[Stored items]
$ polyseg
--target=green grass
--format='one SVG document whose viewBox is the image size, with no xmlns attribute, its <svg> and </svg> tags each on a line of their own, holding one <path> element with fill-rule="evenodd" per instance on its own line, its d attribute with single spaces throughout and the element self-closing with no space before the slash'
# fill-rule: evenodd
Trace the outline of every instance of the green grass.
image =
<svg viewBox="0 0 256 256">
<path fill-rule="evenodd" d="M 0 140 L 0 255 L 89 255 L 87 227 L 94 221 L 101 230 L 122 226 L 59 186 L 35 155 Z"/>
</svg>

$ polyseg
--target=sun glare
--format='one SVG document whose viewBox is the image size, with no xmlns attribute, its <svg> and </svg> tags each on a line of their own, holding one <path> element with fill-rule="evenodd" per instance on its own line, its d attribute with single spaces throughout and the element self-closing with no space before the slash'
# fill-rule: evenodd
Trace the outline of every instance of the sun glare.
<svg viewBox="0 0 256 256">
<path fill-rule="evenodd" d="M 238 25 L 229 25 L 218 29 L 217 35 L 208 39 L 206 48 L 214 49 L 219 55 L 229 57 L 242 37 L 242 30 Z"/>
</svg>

▶ [Direction]: Reproduce all of the rows above, changing "Trace" to "Mark" wherever it occurs and keeping everything else identical.

▶ [In response]:
$ polyseg
--target=green grass
--format='one SVG document whose viewBox is the image size, with no xmlns attribute, its <svg> and </svg> tags each on a line of their own, holding one <path> element with fill-rule="evenodd" per instance on its own line, its d attribute with single spaces throughout and the element self-closing with no space before the slash'
# fill-rule: evenodd
Mark the outline of every instance of the green grass.
image =
<svg viewBox="0 0 256 256">
<path fill-rule="evenodd" d="M 0 140 L 0 255 L 89 255 L 87 227 L 94 221 L 101 230 L 122 226 L 59 186 L 35 155 Z"/>
</svg>

$ polyseg
--target=sun glare
--format='one SVG document whose viewBox is the image size, with no xmlns attribute, its <svg> and </svg> tags each on a line of their own, holding one <path> element with fill-rule="evenodd" per instance on its own line, its d attribute with single spaces throughout and the element self-closing with no space before the slash'
# fill-rule: evenodd
Mark the outline of every instance of the sun glare.
<svg viewBox="0 0 256 256">
<path fill-rule="evenodd" d="M 238 25 L 229 25 L 218 29 L 217 35 L 208 39 L 206 48 L 214 49 L 219 55 L 229 57 L 242 37 L 242 30 Z"/>
</svg>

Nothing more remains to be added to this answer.